• Task directions: Select every line in the entries below that contains the string "style".

----- Data entries -----

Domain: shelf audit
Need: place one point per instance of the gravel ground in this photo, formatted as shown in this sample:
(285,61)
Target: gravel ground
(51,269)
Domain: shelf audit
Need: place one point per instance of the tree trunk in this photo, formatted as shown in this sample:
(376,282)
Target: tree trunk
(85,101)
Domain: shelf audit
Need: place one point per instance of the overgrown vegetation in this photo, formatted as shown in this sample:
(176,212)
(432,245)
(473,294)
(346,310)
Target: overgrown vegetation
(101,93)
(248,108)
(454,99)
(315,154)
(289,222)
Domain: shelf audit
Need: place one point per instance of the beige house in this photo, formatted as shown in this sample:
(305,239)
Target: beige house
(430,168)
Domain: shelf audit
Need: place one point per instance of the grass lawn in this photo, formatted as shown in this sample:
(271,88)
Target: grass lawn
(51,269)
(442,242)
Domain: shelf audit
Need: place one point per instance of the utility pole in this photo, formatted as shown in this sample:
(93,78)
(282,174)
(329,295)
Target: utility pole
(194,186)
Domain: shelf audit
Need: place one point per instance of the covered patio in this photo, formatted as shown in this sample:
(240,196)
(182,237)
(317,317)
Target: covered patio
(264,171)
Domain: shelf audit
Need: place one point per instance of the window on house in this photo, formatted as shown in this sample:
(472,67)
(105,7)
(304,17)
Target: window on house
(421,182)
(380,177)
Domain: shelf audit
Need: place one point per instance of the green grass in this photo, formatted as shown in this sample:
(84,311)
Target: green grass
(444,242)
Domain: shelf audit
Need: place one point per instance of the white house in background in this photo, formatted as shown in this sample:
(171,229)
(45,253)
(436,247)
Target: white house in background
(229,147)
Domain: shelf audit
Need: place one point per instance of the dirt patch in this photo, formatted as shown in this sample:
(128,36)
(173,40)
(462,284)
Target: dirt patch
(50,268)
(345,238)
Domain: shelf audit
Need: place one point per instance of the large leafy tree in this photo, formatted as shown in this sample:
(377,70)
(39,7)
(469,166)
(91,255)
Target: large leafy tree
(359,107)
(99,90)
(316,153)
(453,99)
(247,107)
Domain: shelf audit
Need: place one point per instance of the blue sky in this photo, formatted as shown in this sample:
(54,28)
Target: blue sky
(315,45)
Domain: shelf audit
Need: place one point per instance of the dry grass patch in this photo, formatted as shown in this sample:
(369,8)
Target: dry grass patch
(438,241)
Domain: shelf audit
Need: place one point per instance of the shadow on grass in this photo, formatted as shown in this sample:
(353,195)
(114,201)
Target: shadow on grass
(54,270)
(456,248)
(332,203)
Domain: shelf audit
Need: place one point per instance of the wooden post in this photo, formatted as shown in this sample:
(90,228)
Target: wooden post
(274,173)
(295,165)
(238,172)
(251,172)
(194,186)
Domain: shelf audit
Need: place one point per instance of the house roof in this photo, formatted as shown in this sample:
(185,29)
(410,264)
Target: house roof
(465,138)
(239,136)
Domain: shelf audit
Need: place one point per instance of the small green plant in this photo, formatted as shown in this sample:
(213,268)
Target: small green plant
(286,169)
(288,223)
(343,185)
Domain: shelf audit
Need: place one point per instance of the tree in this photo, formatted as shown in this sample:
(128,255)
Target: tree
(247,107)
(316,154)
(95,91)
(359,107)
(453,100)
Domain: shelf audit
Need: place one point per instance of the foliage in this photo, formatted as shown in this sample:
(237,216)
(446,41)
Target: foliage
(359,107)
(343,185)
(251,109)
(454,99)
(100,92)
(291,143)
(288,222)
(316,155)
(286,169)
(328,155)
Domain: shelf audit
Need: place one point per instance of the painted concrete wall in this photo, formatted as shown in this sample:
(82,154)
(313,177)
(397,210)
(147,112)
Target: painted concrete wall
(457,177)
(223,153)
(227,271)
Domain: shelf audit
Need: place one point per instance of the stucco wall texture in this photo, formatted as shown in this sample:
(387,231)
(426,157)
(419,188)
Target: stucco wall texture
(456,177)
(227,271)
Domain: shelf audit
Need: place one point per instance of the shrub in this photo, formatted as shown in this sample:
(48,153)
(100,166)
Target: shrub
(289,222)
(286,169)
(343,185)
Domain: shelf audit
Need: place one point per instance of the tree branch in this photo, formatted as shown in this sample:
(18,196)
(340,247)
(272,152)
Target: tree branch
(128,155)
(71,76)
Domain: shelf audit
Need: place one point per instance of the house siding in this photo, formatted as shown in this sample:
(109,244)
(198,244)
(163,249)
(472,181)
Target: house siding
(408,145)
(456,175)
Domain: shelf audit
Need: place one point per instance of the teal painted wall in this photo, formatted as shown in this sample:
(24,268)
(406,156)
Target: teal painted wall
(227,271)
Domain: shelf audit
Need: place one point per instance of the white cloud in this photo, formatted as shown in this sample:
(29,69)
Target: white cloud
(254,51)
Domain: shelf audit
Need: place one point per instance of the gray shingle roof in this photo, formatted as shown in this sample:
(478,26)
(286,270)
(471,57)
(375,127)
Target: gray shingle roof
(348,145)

-----
----- Data entries -----

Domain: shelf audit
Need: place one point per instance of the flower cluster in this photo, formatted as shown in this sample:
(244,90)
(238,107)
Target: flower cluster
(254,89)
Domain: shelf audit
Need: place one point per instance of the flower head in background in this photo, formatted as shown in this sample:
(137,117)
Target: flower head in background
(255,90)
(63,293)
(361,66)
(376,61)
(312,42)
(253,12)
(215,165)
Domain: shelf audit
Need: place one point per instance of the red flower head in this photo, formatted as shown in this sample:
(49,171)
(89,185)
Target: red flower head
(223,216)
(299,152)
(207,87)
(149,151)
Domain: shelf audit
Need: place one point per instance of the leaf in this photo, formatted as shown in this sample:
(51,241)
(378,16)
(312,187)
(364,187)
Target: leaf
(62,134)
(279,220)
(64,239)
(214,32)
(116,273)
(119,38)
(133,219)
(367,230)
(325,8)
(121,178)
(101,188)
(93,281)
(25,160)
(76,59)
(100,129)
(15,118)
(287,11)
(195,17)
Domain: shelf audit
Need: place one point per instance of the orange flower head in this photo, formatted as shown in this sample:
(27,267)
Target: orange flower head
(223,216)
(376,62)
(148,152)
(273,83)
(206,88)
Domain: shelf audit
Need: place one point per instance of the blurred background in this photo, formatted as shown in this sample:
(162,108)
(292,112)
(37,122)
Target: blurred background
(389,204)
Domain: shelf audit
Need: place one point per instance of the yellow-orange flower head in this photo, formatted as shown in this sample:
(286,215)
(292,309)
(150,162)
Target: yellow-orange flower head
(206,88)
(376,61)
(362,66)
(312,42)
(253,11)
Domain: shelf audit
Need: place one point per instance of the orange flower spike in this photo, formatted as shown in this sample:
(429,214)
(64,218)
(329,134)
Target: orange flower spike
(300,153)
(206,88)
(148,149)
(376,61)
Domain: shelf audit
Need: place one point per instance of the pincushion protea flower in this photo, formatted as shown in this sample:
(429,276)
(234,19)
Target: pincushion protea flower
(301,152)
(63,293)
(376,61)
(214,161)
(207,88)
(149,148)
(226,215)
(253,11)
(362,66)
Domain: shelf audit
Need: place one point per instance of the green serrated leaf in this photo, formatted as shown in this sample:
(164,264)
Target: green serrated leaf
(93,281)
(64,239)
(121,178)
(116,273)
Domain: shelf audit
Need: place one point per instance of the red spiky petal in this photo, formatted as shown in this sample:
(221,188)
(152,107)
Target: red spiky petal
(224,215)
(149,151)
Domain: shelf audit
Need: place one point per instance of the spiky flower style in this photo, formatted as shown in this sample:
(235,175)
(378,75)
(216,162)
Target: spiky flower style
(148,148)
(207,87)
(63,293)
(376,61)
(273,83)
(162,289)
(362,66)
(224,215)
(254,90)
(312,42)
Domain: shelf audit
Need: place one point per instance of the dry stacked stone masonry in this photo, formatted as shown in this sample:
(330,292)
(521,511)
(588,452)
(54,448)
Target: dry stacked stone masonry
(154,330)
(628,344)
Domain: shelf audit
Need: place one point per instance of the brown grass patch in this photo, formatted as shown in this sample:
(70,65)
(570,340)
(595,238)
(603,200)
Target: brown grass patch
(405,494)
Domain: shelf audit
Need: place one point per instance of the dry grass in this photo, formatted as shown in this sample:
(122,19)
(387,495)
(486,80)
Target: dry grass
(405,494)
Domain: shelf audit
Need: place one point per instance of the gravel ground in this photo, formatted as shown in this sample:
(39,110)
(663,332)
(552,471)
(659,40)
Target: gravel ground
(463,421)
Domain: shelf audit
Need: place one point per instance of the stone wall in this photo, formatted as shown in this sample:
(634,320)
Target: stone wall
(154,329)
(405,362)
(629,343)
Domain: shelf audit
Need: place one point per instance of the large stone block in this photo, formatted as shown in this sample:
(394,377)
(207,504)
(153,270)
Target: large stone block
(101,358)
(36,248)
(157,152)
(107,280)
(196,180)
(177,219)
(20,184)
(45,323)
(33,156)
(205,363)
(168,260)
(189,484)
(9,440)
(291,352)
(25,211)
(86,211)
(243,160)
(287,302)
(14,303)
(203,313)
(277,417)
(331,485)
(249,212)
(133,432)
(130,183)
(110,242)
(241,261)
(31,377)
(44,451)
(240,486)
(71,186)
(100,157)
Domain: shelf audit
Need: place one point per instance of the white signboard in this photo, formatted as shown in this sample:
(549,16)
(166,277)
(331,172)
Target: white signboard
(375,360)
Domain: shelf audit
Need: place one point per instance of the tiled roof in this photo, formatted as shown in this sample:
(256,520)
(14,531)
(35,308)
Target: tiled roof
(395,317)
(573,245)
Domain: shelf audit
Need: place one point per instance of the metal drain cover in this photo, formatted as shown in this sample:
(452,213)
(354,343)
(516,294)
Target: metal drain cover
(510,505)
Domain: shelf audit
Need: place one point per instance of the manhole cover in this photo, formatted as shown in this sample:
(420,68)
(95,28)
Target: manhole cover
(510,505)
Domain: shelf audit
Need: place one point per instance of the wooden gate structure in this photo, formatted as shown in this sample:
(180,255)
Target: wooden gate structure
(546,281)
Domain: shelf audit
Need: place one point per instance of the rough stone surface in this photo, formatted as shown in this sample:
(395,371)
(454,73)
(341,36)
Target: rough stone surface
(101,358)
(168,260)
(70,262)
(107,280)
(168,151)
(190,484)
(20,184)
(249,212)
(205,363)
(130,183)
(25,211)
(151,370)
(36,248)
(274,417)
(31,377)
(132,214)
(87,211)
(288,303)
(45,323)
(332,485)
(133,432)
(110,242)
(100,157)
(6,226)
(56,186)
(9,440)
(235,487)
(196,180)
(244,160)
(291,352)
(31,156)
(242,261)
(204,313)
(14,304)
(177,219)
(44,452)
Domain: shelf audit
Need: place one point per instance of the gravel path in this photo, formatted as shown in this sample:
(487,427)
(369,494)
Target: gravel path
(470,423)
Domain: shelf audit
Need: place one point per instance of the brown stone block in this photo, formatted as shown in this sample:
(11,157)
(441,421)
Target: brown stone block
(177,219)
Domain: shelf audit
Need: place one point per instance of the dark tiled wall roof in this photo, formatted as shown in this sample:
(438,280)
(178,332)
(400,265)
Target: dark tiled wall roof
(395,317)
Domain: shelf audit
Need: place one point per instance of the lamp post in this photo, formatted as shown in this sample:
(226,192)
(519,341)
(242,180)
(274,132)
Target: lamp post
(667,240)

-----

• Answer:
Need: place one point per instance of the spiky flower style in this photo, formatted as shown in this sample:
Target: spiky flower style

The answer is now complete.